**PROBLEM:**
Copy out, word for word, the lines of the items below starting at the line that contains "reads [[18, 28]]." and ending at the line that contains "[[284, 159], [222, 190]]", and give nothing else.

(Coordinate annotation items)
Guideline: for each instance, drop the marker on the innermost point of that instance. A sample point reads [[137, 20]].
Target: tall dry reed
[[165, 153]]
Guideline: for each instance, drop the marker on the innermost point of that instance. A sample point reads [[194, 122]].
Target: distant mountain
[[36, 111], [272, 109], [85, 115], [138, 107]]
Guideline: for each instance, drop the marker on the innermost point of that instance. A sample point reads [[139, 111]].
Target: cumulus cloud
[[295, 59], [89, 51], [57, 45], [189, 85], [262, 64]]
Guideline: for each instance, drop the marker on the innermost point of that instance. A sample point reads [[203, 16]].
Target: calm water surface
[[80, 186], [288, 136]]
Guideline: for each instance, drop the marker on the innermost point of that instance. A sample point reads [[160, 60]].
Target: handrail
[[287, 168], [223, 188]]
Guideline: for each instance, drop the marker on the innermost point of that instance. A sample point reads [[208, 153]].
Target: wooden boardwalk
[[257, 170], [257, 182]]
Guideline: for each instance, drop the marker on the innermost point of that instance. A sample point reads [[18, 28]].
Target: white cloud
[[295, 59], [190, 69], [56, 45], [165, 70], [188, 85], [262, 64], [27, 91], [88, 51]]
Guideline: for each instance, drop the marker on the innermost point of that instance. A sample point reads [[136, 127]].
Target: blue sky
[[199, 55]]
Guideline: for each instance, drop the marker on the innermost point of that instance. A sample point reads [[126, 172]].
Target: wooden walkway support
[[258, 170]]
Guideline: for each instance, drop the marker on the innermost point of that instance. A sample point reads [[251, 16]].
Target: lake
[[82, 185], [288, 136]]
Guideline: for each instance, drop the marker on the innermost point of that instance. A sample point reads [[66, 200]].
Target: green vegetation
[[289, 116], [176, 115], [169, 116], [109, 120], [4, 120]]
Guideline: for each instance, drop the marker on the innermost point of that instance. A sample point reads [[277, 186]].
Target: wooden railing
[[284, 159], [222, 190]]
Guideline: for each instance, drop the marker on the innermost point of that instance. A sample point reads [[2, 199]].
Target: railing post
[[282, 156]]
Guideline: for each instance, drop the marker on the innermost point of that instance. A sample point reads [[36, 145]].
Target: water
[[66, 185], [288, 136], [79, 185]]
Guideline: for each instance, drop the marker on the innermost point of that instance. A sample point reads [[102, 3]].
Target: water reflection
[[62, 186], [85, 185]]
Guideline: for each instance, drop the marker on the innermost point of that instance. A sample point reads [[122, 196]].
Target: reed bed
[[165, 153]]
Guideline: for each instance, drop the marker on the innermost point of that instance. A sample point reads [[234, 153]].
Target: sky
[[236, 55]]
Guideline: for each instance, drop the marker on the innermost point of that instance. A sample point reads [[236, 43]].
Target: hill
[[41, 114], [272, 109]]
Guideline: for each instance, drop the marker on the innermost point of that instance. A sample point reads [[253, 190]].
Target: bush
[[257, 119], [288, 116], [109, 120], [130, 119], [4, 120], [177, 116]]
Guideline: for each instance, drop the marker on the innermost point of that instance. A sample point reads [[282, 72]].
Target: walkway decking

**WORKED SOLUTION:**
Guideline: for each instance, drop the marker on the innermost point of that instance. A sample point reads [[18, 28]].
Target: white cloud
[[295, 59], [190, 69], [56, 45], [165, 70], [188, 85], [262, 64], [27, 91], [88, 51]]
Guideline: for each instance, drop the marker on the innermost point of that instance. A sample point reads [[136, 127]].
Target: blue sky
[[199, 55]]
Guideline: for each instance, drop the marker on the innermost point of that instance. A sample point reads [[126, 172]].
Target: wooden walkway support
[[258, 170]]
Guideline: for each instance, drop the marker on the innermost point of that instance. A sample point reads [[251, 16]].
Target: lake
[[82, 185], [288, 136]]
Guideline: for each instance, drop the marker on the innermost point of that instance. A sample point reads [[66, 200]].
Target: green vegetation
[[289, 116], [176, 115], [169, 116], [109, 120], [4, 120]]
Guideline: for each instance, drop the marker on the innermost point of that instance. A sample point reads [[277, 186]].
Target: wooden railing
[[284, 159], [222, 190]]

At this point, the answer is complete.